Saved entries
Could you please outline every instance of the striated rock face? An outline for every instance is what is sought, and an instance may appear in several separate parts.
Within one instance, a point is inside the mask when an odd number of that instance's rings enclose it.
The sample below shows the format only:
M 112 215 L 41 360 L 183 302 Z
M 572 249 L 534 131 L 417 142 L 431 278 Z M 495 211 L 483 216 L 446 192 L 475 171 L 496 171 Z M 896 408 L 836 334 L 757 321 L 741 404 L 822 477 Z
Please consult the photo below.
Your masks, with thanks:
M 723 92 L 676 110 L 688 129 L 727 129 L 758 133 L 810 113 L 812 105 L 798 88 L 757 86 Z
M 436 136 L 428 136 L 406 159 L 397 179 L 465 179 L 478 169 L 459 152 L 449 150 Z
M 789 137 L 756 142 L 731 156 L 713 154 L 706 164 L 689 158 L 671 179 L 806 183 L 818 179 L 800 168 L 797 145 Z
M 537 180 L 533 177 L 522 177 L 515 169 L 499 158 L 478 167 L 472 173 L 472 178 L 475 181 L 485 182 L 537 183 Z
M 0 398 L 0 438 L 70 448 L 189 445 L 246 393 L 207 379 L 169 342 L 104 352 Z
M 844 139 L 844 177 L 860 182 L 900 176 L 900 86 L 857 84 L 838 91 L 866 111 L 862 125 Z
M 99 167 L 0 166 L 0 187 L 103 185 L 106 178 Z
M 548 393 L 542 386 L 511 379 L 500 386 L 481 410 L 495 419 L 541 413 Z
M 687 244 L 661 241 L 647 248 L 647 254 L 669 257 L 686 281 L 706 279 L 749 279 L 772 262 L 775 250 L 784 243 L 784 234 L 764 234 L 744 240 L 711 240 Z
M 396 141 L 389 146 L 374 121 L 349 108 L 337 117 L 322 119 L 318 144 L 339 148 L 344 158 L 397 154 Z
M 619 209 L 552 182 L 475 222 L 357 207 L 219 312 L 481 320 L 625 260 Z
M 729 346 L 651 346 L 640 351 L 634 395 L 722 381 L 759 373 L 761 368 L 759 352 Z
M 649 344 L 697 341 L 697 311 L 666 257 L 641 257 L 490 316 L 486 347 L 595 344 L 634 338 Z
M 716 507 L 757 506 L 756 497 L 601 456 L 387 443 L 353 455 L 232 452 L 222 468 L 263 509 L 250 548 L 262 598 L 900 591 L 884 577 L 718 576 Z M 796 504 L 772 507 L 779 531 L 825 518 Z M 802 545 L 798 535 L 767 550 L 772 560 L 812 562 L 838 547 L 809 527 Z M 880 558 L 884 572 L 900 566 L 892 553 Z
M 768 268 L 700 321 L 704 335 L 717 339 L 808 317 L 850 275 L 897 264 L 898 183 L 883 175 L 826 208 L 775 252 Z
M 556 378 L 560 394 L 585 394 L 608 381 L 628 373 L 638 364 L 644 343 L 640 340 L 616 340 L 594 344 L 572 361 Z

-- What to work on --
Print every record above exactly as it was given.

-- Expected answer --
Could you please outline every instance of the striated rock face? An outline for every instance is what is sought, and an instance may appear in several separate parts.
Within one instance, a point is inside the mask when an odd number of that instance's rings enclose it.
The sample below shows the format only:
M 112 215 L 41 360 L 183 302 Z
M 572 249 L 534 131 L 417 142 L 431 278 Z M 495 211 L 483 216 L 446 192 L 475 171 L 496 171 Z M 896 408 L 836 334 L 757 321 L 741 404 L 822 477 Z
Please consult the photo below.
Your masks, with thanks:
M 723 92 L 676 110 L 688 129 L 727 129 L 758 133 L 810 113 L 812 105 L 798 88 L 757 86 Z
M 436 136 L 428 136 L 406 159 L 397 179 L 465 179 L 478 169 L 459 152 L 449 150 Z
M 789 137 L 756 142 L 731 156 L 713 154 L 706 164 L 689 158 L 671 179 L 806 183 L 818 179 L 800 168 L 797 145 Z
M 537 180 L 533 177 L 522 177 L 515 169 L 499 158 L 478 167 L 472 173 L 472 178 L 475 181 L 485 182 L 537 183 Z
M 0 398 L 0 438 L 70 448 L 189 445 L 246 393 L 207 379 L 169 342 L 104 352 Z
M 844 139 L 844 177 L 860 182 L 900 176 L 900 86 L 857 84 L 838 91 L 866 111 L 862 125 Z
M 99 167 L 0 166 L 0 187 L 103 185 L 106 178 Z
M 548 393 L 542 386 L 511 379 L 500 386 L 481 410 L 495 419 L 541 413 Z
M 687 244 L 661 241 L 647 248 L 647 254 L 669 257 L 686 281 L 706 279 L 749 279 L 772 262 L 775 250 L 784 243 L 784 234 L 764 234 L 744 240 L 711 240 Z
M 396 141 L 389 146 L 374 121 L 349 108 L 337 117 L 322 119 L 318 144 L 339 148 L 344 158 L 397 154 Z
M 619 209 L 552 182 L 475 222 L 357 207 L 219 312 L 481 320 L 625 260 Z
M 729 346 L 651 346 L 640 351 L 634 395 L 722 381 L 759 373 L 761 368 L 759 352 Z
M 649 344 L 697 341 L 697 311 L 666 257 L 641 257 L 490 316 L 486 347 L 595 344 L 634 338 Z
M 716 507 L 757 506 L 756 497 L 601 456 L 387 443 L 353 455 L 232 452 L 222 468 L 263 509 L 250 548 L 262 598 L 900 591 L 884 577 L 718 576 Z M 796 504 L 772 507 L 779 531 L 825 518 Z M 802 545 L 798 535 L 767 550 L 772 560 L 812 562 L 838 547 L 809 527 Z M 880 558 L 884 572 L 900 566 L 892 553 Z
M 768 268 L 700 321 L 704 335 L 717 339 L 808 317 L 850 275 L 897 264 L 898 183 L 883 175 L 826 208 L 775 252 Z
M 556 378 L 560 394 L 585 394 L 608 381 L 628 373 L 638 364 L 644 343 L 640 340 L 616 340 L 594 344 L 572 361 Z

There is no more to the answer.